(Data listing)
○ ○ ○ ○

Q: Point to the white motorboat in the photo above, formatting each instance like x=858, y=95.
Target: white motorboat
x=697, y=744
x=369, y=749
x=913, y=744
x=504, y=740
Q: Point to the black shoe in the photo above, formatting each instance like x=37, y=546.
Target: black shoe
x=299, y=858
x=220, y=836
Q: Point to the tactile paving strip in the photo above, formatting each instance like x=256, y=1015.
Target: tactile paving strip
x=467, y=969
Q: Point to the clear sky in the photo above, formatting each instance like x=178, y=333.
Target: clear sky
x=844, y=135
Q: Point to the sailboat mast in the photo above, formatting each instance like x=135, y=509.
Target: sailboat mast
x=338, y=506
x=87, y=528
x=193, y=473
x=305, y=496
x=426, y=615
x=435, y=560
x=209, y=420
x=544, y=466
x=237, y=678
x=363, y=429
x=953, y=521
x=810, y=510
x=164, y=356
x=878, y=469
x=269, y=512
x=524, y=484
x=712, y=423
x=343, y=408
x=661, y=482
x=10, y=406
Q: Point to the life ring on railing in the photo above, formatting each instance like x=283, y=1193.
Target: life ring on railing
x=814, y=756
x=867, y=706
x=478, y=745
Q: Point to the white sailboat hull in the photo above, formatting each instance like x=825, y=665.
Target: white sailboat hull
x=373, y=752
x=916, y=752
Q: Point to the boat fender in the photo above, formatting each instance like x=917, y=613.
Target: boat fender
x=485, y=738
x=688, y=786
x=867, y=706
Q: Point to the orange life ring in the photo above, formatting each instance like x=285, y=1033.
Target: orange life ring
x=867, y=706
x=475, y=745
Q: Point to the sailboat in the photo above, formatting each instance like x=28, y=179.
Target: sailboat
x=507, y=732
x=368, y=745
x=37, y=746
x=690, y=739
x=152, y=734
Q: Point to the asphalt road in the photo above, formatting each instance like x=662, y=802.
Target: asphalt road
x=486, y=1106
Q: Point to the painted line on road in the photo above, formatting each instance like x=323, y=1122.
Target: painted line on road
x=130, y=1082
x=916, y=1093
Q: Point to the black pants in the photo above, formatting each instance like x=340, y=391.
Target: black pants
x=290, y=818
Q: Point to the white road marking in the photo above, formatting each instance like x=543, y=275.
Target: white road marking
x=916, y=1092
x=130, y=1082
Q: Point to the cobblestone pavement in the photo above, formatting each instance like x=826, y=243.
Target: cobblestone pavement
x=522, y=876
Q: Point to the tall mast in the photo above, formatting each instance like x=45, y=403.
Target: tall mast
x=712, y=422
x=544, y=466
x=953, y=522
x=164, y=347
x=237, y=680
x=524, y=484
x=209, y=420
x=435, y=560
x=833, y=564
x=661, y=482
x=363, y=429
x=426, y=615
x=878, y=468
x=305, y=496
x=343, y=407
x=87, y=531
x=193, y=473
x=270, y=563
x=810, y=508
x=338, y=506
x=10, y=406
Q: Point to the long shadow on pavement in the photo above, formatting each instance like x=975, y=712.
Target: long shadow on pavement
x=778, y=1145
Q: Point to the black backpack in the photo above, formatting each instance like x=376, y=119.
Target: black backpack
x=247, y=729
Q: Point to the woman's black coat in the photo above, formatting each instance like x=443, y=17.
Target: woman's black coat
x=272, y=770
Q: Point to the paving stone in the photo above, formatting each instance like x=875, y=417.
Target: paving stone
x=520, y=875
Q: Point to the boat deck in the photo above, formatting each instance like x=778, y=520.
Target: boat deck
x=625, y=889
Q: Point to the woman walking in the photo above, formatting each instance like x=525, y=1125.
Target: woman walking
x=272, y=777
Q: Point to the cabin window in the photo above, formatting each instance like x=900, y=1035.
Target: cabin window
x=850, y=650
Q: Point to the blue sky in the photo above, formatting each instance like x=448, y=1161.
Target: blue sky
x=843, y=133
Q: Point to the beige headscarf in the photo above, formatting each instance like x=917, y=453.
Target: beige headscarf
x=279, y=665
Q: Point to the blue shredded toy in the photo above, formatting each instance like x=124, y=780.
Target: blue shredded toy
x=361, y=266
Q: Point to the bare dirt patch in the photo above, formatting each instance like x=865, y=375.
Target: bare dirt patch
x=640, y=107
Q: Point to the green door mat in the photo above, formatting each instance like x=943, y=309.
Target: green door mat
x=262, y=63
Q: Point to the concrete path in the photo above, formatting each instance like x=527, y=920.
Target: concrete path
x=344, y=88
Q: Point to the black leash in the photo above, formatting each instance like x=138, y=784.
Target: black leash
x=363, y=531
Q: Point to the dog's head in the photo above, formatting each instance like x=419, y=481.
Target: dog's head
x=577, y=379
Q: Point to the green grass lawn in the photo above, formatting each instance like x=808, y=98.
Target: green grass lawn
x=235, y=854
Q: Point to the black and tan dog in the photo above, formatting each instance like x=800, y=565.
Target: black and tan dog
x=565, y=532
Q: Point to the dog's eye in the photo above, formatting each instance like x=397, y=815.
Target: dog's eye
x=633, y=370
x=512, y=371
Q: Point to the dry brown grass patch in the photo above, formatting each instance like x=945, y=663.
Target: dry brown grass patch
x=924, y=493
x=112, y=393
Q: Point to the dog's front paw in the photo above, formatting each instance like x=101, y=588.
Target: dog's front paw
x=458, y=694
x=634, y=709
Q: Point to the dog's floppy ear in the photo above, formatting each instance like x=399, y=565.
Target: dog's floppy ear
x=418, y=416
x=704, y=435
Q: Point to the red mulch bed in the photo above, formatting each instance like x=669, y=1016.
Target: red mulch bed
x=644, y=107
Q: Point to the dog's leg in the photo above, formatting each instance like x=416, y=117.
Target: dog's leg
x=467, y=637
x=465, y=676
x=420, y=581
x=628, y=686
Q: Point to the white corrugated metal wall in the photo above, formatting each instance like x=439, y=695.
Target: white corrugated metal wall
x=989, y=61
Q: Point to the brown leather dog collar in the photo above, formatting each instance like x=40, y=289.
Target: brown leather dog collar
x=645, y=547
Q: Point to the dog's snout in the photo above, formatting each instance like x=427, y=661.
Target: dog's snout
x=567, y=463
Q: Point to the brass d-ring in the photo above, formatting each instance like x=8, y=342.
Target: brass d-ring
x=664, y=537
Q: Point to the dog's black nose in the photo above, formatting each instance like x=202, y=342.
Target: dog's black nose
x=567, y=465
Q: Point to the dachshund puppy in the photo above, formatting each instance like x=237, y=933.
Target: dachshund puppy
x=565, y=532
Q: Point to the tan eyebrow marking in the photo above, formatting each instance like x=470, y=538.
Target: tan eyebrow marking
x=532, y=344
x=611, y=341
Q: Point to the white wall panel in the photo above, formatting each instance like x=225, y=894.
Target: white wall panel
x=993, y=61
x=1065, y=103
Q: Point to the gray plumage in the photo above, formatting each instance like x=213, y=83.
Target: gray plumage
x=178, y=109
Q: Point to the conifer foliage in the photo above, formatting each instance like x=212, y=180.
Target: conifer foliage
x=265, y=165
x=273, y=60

○ ○ ○ ○

§ **DO THIS**: Present these lines as a numbered list, leaving out any blank lines.

§ **SOLUTION**:
1. Q: Point to the white motorboat in the photo above, formatting each instance like x=858, y=95.
2. Target: white motorboat
3. x=697, y=744
4. x=369, y=749
5. x=913, y=744
6. x=504, y=740
7. Q: Point to the black shoe in the photo above, formatting each instance like x=37, y=546.
8. Target: black shoe
9. x=299, y=858
10. x=220, y=836
11. Q: Point to the tactile paving strip in the photo above, formatting each instance like x=256, y=1015.
12. Target: tactile paving strip
13. x=467, y=969
14. Q: Point to the clear sky in the photo above, formatting each instance like x=178, y=333.
15. Target: clear sky
16. x=844, y=135
17. Q: Point to the sailboat mast in the photo above, formatting each instance like x=135, y=509.
18. Target: sailboat mast
19. x=338, y=506
20. x=87, y=528
21. x=193, y=473
22. x=305, y=496
23. x=426, y=615
24. x=435, y=560
25. x=209, y=420
26. x=544, y=466
27. x=237, y=678
28. x=363, y=429
29. x=953, y=521
30. x=810, y=510
31. x=164, y=356
32. x=878, y=469
33. x=269, y=512
34. x=524, y=484
35. x=712, y=423
36. x=343, y=408
37. x=661, y=482
38. x=10, y=406
39. Q: Point to the life ring on railing in the photo above, formatting each instance like x=283, y=1193.
40. Target: life ring on railing
41. x=814, y=756
42. x=867, y=706
43. x=478, y=745
44. Q: Point to the white sailboat hull in the photo above, formatting each instance like x=825, y=665.
45. Target: white sailboat hull
46. x=373, y=752
47. x=916, y=752
48. Q: Point to the boat fender in the photo above, formatting each instance like x=917, y=613.
49. Target: boat fender
50. x=485, y=738
51. x=688, y=786
52. x=867, y=706
53. Q: Point to the orange life ring in the photo above, formatting each instance like x=285, y=1033.
54. Target: orange life ring
55. x=867, y=706
56. x=475, y=745
57. Q: Point to the sailboat in the photo above, formatting each instance like x=28, y=179.
58. Target: sailboat
59. x=507, y=732
60. x=368, y=745
61. x=37, y=746
62. x=690, y=739
63. x=152, y=734
64. Q: Point to the asphalt road in the photo above, formatting each instance like x=662, y=802.
65. Target: asphalt road
66. x=486, y=1106
67. Q: Point to the painted line on road in the photo above, formatting each instance like x=323, y=1122.
68. Target: painted line on road
69. x=130, y=1082
70. x=916, y=1093
71. Q: Point to the black pants in the photo above, formatting each instance like x=340, y=391.
72. Target: black pants
73. x=290, y=818
74. Q: Point to the white road marking in the photo above, formatting each instance like x=543, y=275.
75. Target: white road marking
76. x=916, y=1092
77. x=130, y=1082
78. Q: Point to the cobblestone pavement in the photo above, formatting each instance like x=826, y=243.
79. Target: cobblestone pavement
80. x=522, y=876
81. Q: Point to the tall mast in the photo above, formatting each instance like x=45, y=403.
82. Target: tall mast
83. x=712, y=422
84. x=544, y=466
85. x=953, y=522
86. x=164, y=347
87. x=237, y=680
88. x=524, y=484
89. x=209, y=420
90. x=435, y=560
91. x=833, y=564
92. x=661, y=482
93. x=363, y=429
94. x=426, y=615
95. x=878, y=468
96. x=305, y=496
97. x=343, y=407
98. x=87, y=531
99. x=193, y=473
100. x=270, y=563
101. x=810, y=508
102. x=338, y=506
103. x=10, y=406
104. Q: Point to the long shadow on pavement in the photo above, formatting each instance like x=975, y=712.
105. Target: long shadow on pavement
106. x=778, y=1145
107. Q: Point to the black backpack in the photo above, formatting each instance like x=376, y=119.
108. Target: black backpack
109. x=247, y=729
110. Q: Point to the woman's black coat in the photo above, formatting each instance like x=443, y=17.
111. Target: woman's black coat
112. x=272, y=770
113. Q: Point to the paving stone in the photo above, formatting each instance like x=875, y=417.
114. Target: paving stone
115. x=520, y=875
116. Q: Point to the boat deck in the photo above, formatting each instance like x=778, y=520.
117. Target: boat deck
118. x=625, y=889
119. Q: Point to the woman walking in the photo above, formatting each instance like x=525, y=1125.
120. Target: woman walking
121. x=272, y=777
122. Q: Point to the cabin window in the photo above, formatting each instance like x=900, y=1035.
123. Target: cabin window
124. x=850, y=650
125. Q: Point to the blue sky in the photo above, formatting each instance like x=448, y=1161.
126. Target: blue sky
127. x=843, y=133
128. Q: Point to the beige headscarf in the photo above, formatting each instance like x=917, y=453.
129. Target: beige headscarf
130. x=279, y=665
131. Q: Point to the blue shredded toy in the photo above, formatting each instance like x=124, y=780.
132. Target: blue shredded toy
133. x=361, y=266
134. Q: Point to the bare dirt patch in the photo above, formatting each instance like x=865, y=375.
135. Target: bare dirt patch
136. x=640, y=107
137. Q: Point to the green door mat in the photo above, formatting each instance like x=943, y=309.
138. Target: green door mat
139. x=262, y=63
140. Q: Point to the concrete path in the photo above, formatting each instance like x=527, y=920.
141. Target: concrete path
142. x=344, y=88
143. Q: Point to the black leash in the photo above, formatting each instance like x=138, y=784.
144. Target: black leash
145. x=363, y=531
146. Q: Point to the dog's head in the photo above, formatting each instance like x=419, y=481.
147. Target: dog's head
148. x=577, y=379
149. Q: Point to the green grass lawn in the photo above, formatting each instance like x=808, y=98.
150. Target: green grass lawn
151. x=235, y=854
152. Q: Point to the black and tan dog in the photo above, formatting each instance like x=800, y=565.
153. Target: black and tan dog
154. x=565, y=532
155. Q: Point to the dog's eye in the photo above, formatting each instance like x=397, y=815.
156. Target: dog's eye
157. x=633, y=370
158. x=512, y=371
159. Q: Point to the dry brown grass patch in the photo above, formatting each instance like x=945, y=663.
160. Target: dry brown grass patch
161. x=924, y=493
162. x=112, y=393
163. Q: Point to the dog's front paw in the photo above, formatting each instance like x=101, y=588.
164. Target: dog's front paw
165. x=458, y=694
166. x=634, y=709
167. Q: Point to the dog's floppy ear in the photo above, formatting each instance like x=399, y=565.
168. Target: dog's floppy ear
169. x=418, y=416
170. x=704, y=435
171. Q: Point to the red mulch bed in the photo above, formatting each instance like x=669, y=1016.
172. Target: red mulch bed
173. x=644, y=107
174. Q: Point to the dog's leg in the photo above, formatting each instance like x=416, y=117.
175. Target: dog's leg
176. x=467, y=637
177. x=465, y=676
178. x=420, y=581
179. x=628, y=686
180. Q: Point to the white corrugated metal wall in the photo above, formatting each instance like x=439, y=695.
181. Target: white corrugated metal wall
182. x=989, y=61
183. Q: Point to the brown leather dog collar in the photo above, formatting each instance like x=40, y=289.
184. Target: brown leather dog collar
185. x=645, y=547
186. Q: Point to the dog's snout in the photo above, formatting each instance like x=427, y=661.
187. Target: dog's snout
188. x=567, y=463
189. Q: Point to the brass d-ring in the photo above, formatting each instance like x=8, y=342.
190. Target: brass d-ring
191. x=664, y=537
192. Q: Point to the dog's black nose in the photo above, formatting each instance like x=202, y=342.
193. Target: dog's black nose
194. x=567, y=465
195. Q: Point to the dachshund puppy in the photo above, formatting each instance like x=237, y=933.
196. Target: dachshund puppy
197. x=565, y=532
198. Q: Point to the tan eyebrow marking in the photo above, formatting each instance like x=470, y=538.
199. Target: tan eyebrow marking
200. x=532, y=344
201. x=611, y=341
202. Q: Point to the white wall panel in the photo above, formatting each instance like x=225, y=894.
203. Target: white wall panel
204. x=993, y=61
205. x=1065, y=103
206. Q: Point to the gray plumage in the photo above, formatting each instance like x=213, y=83.
207. Target: gray plumage
208. x=178, y=109
209. Q: Point to the conifer foliage in the photo above, formatting each instance like x=212, y=180.
210. Target: conifer foliage
211. x=265, y=165
212. x=273, y=60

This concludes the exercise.